Find every line in the records below that contains the word "slope" and copy each one.

** START OF Data supplied **

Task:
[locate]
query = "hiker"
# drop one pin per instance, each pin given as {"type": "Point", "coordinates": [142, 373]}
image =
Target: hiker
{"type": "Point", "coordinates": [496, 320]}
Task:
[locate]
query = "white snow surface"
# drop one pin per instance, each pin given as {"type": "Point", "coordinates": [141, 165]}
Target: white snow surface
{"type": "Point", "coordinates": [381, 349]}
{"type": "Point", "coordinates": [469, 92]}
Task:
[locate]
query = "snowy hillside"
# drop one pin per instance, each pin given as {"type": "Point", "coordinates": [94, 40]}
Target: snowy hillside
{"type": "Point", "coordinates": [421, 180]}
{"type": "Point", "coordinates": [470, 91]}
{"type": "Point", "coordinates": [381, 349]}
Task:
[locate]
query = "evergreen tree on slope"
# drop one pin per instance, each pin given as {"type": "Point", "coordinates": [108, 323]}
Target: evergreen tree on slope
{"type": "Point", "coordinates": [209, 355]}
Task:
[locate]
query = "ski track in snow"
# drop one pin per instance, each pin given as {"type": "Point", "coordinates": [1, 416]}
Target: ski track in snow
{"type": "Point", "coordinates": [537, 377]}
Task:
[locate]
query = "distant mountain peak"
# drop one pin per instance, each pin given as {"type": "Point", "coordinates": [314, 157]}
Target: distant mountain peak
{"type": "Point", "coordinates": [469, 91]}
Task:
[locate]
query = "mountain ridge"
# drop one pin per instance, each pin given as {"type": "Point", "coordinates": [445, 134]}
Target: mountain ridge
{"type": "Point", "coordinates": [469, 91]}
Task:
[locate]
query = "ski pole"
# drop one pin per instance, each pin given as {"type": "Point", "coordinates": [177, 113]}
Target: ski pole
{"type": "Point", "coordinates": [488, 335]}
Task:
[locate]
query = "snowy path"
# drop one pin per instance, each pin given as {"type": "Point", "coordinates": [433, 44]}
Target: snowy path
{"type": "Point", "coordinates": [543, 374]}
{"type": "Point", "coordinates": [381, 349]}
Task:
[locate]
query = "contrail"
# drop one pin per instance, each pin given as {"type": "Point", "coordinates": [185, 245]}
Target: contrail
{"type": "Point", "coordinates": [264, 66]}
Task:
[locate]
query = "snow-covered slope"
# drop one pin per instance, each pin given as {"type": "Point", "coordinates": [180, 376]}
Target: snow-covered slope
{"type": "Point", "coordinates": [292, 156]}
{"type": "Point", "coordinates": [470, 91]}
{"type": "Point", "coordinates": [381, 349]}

** END OF Data supplied **

■ Written solution ■
query = "evergreen tree on slope"
Target: evergreen tree on slope
query = "snow-covered slope"
Target: snow-covered slope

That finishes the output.